● EXERCISE INPUT
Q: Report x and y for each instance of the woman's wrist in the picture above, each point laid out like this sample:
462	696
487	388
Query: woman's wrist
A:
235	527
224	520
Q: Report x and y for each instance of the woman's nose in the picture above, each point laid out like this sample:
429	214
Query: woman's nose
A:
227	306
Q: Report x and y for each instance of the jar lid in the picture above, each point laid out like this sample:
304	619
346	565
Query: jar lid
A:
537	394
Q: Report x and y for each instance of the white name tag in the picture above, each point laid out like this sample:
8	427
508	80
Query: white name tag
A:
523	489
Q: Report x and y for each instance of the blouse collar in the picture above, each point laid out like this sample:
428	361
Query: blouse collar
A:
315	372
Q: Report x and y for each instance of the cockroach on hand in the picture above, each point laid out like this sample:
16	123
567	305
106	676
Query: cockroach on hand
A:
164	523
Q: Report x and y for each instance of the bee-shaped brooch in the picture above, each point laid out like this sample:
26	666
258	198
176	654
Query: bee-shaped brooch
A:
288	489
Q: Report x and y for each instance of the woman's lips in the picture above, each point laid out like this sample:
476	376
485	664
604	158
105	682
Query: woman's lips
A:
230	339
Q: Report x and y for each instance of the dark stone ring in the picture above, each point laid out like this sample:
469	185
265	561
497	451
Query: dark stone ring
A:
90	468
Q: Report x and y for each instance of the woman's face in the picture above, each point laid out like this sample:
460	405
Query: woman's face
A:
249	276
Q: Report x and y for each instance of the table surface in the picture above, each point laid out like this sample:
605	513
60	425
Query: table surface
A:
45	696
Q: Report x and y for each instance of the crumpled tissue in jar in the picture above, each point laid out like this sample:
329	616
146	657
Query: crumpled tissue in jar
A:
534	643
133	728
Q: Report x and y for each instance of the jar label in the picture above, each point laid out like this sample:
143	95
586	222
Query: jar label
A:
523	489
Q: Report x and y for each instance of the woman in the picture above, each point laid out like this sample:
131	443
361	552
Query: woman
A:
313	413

● PROBLEM TO WORK ON
Each and every entry needs to be repeated exactly.

● ANSWER TO THIS TASK
Q: Report x and y for each instance of the woman's wrist in the picture above, each point laid out like this sample:
462	696
487	388
Query: woman's wrist
A:
235	527
224	520
Q: Report x and y for each instance of the woman's nose in the picture above, each point laid out like this sample:
429	214
Query: woman's nose
A:
227	306
Q: Report x and y for each instance of the jar lid in the picture above, each point laid out like this sample:
304	619
346	565
Query: jar lid
A:
537	394
Q: Report x and y for each instance of the white name tag in the picture above, each point laid out like this sample:
8	427
508	80
Query: white name tag
A:
523	489
Q: Report x and y for each instance of the blouse collar in the picture above, each point laid out like this sample:
428	361
Query: blouse collar
A:
315	372
Q: Report x and y for each instance of the cockroach on hand in the picture above, each point laid out like this sample:
16	123
567	305
106	676
Query: cockroach on hand
A:
164	523
Q: Report x and y for each instance of the bee-shaped brooch in the picture above, each point laid out like this sample:
26	666
258	198
176	654
Query: bee-shaped brooch
A:
288	489
Q: Report x and y for each instance of the woman's lips in the picture above, each point laid out like this sample:
476	376
485	664
604	158
105	682
Query: woman's lips
A:
230	339
Q: Report x and y for each instance of the dark stone ring in the picture above, each point laid out like this sample:
469	185
265	561
497	451
Query: dark stone ring
A:
90	468
Q: Report x and y for each instance of the woman's face in the picture above, each point laid out like this sample:
460	405
Query: woman's face
A:
249	276
Q: Report x and y for each instance of the table surface in the picture above, each point laid out like this sample:
605	513
60	425
Query: table surface
A:
45	696
Q: Report x and y for each instance of the crumpled tissue in jar in the picture above, each point laid out like this sample:
329	616
146	657
Query: crumpled tissue in jar
A:
534	643
133	728
Q: Report x and y for each instance of the jar label in the picture above, each point laid out like this sample:
143	95
586	222
Query: jar label
A:
523	489
Q: Report x and y for each instance of the woman in the picture above, each point laid out like this sample:
131	443
361	552
Query: woman
A:
313	413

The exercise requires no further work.